* **WORK TO COMPLETE**
Answer these from the forum thread on Telegraf and the starlark processor:
(a) Which two Python scripts are the metrics gathered from?
(b) Which of the two flows did the person asking say they wanted?
(c) In the sample configuration, what script file do both starlark processors point to?

[Start PASSAGE TO READ]

Do you want the starlark processor to run against all the metrics captured from both sample.py and sample2.py:
exec for sample.py --\
--> starlark --> output
exec for sample2.py --/
This is the current behavior and all metrics will go in together and get parsed by that logic.
Or do you want each exec
plugin to use the starlark processor independently like:
exec for sample.py --> starlark --\
--> output
exec for sample2.py --> starlark --/
Let me know, and I hope that helps lay out the current flow.
@jpowers
Thanks a lot for your quick response
I wanted use the option exec plugin to use starlark independently as processor.
Can you please provide me an example of name_override And namepass. This will use full to me
. Also I will try out tomorrow with name_override and namepass option. I will keep you posted with my issues if any.
Can you please provide me an example of name_override And namepass. This will use full to me
Something like the following:
[[inputs.exec]]
name_override = "sample"
commands = [
"/usr/bin/python3 /etc/telegraf/sample.py"
]
data_format = "influx"
[[processors.starlark]]
namepass = ["sample"]
script = "/etc/telegraf/dont_update.star"
[[inputs.exec]]
name_override = "sample2"
commands = [
"/usr/bin/python3 /etc/telegraf/sample2.py"
]
data_format = "influx"
[[processors.starlark]]
namepass = ["sample2"]
script = "/etc/telegraf/dont_update.star"
1 Like
@jpowers above solution that you recommended works like a charm. thanks a lot again.
Thanks for following up! Glad it worked

[End PASSAGE TO READ]
[Start INFORMATION SHOWN]

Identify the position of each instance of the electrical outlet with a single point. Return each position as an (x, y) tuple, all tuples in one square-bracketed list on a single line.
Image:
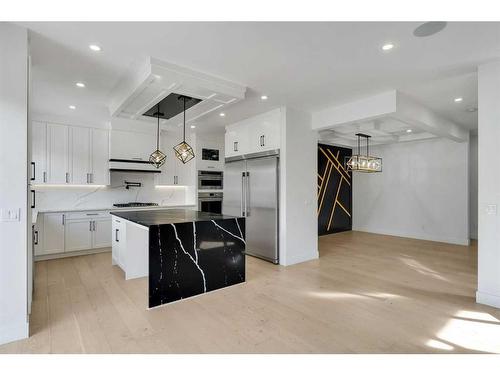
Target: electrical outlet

[End INFORMATION SHOWN]

* **OUTPUT FOR THIS TASK**
(a) sample.py and sample2.py
(b) Each exec plugin using the starlark processor on its own
(c) /etc/telegraf/dont_update.star